### [PROBLEM DETAILS]
Among the records that follow, find the line with "Study the photograph above. For every instance of the dark" and the line with "Study the photograph above. For every instance of the ocean". Set down those lines and all lines between them exactly, without adding anything.

### [EXERCISE INPUT]
Start of Block

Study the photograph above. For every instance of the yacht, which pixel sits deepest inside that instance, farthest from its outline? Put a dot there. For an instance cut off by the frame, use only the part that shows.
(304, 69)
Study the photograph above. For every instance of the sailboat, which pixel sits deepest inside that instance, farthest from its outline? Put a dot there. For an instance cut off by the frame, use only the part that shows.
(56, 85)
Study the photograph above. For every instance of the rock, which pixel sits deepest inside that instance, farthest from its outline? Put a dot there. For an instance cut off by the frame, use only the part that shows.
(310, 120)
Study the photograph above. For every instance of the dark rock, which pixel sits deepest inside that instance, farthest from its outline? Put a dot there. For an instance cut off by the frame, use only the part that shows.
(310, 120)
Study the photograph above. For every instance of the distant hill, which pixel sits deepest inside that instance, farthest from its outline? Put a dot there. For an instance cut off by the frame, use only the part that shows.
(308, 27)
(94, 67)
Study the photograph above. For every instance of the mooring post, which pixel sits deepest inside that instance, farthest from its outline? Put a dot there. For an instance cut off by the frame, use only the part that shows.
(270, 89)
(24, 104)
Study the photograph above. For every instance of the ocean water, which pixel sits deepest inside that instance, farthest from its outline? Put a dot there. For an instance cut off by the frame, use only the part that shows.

End of Block
Start of Block

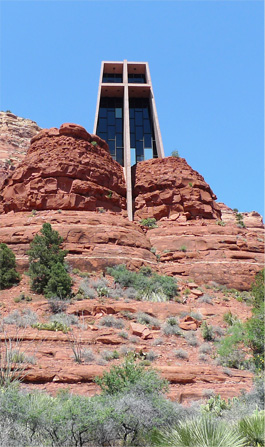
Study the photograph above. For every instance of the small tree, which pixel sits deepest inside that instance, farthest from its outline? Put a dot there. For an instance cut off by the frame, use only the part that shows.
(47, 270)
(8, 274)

End of Block

### [RESPONSE TO THIS TASK]
Study the photograph above. For every instance of the dark rock, which pixel sits deepest inside that instance, farthest from its outline? Put a dot there. For an instance cut off by the frame, use only the part that shows.
(310, 120)
Study the photograph above. For every instance of the distant hill, which pixel sits deepest inside that instance, farthest from its outline? Put a dot there. For an instance cut off by the frame, use only the part that shows.
(308, 27)
(94, 67)
Study the photograph above. For every instance of the mooring post, which pixel sits deepest inside that instance, farthest from its outline? Put a dot there. For an instance cut off by the frame, use only the part that shows.
(270, 89)
(24, 104)
Study the photograph above. For every instance of the ocean water, which pixel sits deepest inside that instance, farthest from its outline? Put a dot there. For an instance cut off by the frame, use only the part that shows.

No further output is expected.